Location identification records
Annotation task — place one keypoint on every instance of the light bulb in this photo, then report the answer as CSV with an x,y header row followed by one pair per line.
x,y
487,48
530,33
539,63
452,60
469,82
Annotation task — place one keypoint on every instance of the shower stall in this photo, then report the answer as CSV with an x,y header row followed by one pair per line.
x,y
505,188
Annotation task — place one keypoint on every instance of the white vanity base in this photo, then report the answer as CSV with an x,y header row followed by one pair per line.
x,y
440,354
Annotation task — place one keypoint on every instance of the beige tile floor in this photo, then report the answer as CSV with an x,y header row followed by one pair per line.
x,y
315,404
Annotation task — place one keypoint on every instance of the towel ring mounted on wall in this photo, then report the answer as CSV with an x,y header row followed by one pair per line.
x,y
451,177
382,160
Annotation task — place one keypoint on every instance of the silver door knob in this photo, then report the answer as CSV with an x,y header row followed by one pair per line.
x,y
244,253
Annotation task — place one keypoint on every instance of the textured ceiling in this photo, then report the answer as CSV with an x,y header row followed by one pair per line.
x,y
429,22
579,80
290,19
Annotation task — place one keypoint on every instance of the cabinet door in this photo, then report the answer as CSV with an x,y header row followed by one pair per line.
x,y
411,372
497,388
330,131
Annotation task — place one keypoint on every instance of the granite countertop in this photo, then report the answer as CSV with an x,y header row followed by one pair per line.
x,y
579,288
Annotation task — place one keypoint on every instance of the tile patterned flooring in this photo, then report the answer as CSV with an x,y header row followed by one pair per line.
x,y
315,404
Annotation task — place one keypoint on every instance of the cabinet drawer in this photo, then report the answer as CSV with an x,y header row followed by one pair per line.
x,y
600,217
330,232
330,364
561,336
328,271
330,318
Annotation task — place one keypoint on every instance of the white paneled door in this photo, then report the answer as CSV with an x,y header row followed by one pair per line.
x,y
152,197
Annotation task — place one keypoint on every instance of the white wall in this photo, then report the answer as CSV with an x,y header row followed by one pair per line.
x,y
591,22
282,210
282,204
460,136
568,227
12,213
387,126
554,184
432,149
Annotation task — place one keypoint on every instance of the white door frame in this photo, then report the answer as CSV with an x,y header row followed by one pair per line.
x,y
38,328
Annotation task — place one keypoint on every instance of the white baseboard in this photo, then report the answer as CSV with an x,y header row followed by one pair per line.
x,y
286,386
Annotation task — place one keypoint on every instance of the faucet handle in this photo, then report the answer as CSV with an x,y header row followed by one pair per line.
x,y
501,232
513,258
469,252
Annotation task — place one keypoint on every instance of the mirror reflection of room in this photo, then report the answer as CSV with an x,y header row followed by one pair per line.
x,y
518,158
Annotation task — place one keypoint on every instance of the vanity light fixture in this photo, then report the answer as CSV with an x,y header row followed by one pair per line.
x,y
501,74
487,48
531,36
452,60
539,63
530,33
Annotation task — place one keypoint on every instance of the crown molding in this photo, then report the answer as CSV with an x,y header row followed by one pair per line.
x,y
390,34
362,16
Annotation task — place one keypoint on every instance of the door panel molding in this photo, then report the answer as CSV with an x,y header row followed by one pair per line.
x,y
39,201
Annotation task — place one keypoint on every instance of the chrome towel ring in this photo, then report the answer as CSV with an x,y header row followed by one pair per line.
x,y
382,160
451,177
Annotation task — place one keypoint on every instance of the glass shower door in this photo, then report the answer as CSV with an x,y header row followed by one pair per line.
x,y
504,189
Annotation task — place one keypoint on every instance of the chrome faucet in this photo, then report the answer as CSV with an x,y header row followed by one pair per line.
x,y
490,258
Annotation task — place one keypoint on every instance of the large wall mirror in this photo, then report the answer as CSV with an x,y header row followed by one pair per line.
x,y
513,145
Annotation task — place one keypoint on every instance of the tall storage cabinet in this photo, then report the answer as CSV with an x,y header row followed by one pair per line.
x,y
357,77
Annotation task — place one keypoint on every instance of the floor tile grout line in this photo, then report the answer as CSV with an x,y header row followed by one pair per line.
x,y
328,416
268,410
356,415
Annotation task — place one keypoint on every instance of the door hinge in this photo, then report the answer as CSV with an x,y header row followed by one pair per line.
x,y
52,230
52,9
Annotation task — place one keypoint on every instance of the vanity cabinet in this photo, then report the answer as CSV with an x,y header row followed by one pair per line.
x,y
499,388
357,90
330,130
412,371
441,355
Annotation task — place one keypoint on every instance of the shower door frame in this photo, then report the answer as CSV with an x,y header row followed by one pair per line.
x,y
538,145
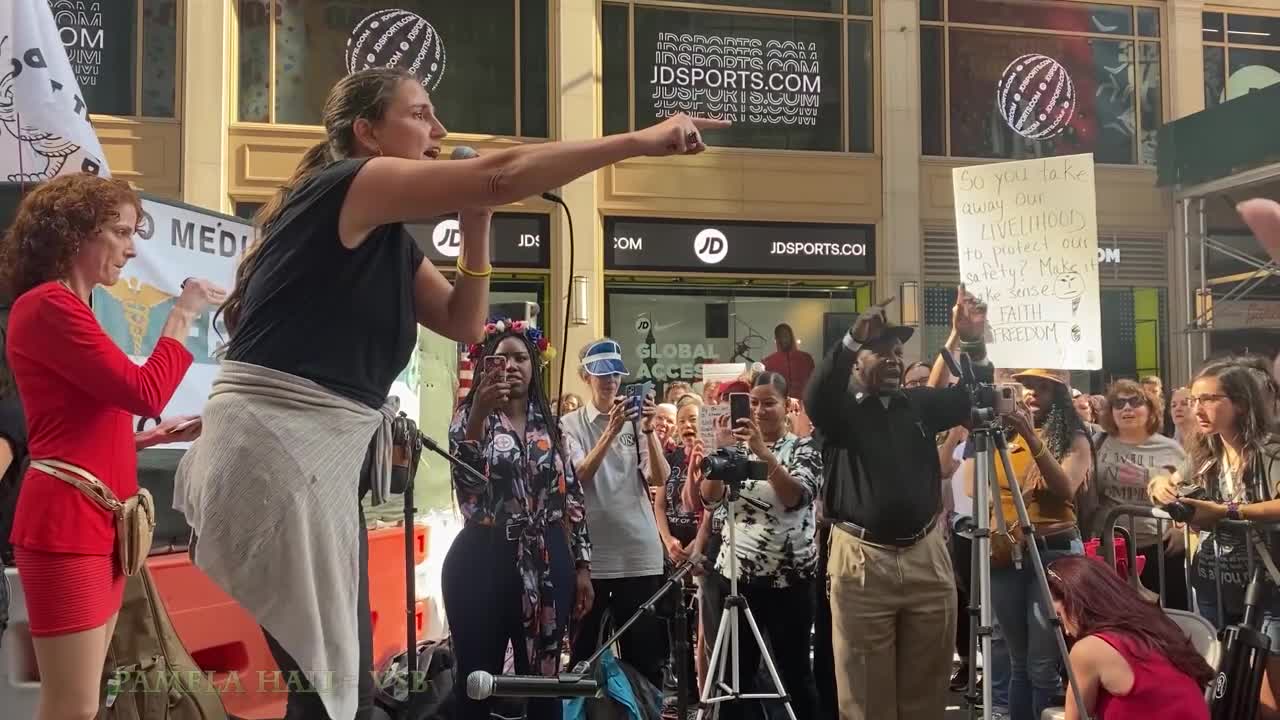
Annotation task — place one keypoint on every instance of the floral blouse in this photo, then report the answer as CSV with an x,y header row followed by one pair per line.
x,y
776,543
531,488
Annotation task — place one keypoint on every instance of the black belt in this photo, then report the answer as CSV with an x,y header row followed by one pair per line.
x,y
867,536
511,529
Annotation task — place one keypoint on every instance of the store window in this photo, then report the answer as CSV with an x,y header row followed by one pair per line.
x,y
791,82
682,292
485,62
1242,54
668,329
124,54
1015,80
1134,304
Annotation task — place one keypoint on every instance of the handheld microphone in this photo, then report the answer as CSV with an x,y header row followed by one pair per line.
x,y
483,686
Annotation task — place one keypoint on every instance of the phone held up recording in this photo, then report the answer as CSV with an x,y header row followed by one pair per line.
x,y
494,365
739,408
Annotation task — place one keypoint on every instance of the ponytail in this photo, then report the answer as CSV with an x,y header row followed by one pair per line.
x,y
312,160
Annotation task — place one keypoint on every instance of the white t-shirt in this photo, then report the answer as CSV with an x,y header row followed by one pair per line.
x,y
961,501
625,541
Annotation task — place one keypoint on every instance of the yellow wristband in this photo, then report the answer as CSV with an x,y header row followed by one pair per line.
x,y
485,273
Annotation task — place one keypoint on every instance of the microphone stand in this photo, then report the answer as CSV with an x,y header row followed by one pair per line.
x,y
410,584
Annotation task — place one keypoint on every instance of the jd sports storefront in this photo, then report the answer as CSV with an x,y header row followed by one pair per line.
x,y
519,251
682,292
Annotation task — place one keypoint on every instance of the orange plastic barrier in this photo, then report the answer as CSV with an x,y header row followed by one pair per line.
x,y
227,643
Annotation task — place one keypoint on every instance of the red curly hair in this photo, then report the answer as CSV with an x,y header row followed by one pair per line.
x,y
53,222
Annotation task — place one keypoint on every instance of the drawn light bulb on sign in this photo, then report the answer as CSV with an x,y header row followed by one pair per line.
x,y
1036,96
397,39
1070,286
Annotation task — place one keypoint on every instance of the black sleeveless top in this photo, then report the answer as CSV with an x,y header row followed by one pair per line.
x,y
341,318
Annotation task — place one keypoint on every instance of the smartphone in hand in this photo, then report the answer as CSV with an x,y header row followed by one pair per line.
x,y
739,408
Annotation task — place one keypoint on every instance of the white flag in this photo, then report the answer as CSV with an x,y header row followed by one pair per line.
x,y
44,122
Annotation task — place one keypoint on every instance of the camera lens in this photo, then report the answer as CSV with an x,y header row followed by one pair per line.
x,y
1179,511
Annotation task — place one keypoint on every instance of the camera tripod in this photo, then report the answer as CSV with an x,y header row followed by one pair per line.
x,y
990,445
728,641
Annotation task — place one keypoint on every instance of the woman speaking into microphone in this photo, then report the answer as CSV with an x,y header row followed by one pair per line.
x,y
321,319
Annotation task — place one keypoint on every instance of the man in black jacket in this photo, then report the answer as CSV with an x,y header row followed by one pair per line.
x,y
892,587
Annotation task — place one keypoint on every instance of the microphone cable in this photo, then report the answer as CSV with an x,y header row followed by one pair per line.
x,y
568,294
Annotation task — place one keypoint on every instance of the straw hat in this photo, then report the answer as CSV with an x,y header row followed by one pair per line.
x,y
1059,377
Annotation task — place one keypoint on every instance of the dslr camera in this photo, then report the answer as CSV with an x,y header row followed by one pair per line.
x,y
991,401
988,401
731,465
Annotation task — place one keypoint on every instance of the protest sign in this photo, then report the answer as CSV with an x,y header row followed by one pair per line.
x,y
1028,245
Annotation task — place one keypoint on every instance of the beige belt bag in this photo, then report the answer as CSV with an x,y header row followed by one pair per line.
x,y
135,518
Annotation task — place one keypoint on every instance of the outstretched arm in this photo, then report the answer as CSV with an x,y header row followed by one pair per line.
x,y
396,190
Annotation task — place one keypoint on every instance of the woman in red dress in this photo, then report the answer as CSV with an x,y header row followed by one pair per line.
x,y
80,393
1129,659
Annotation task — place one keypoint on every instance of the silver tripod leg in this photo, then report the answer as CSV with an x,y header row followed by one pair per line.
x,y
727,637
1038,565
979,582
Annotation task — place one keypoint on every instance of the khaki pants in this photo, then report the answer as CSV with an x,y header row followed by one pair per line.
x,y
894,623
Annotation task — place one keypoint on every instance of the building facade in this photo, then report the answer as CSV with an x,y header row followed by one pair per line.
x,y
833,188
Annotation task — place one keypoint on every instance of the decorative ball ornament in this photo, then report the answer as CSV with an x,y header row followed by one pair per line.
x,y
1036,96
397,39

● **Goal**:
Give the records in the stretch from the line containing "of the decorative" through the end of the records as a two-column CSV with the columns instruction and reply, one row per record. Put each record's text under instruction and its answer under reply, with every field quoted and line breaks turned into spaces.

● **Response to the task**:
instruction,reply
"Annotation task — place one keypoint on every instance of the decorative ball ornament in this photo, then report the answer as CSV with an x,y header row followed by one pair per line.","x,y 1036,96 397,39"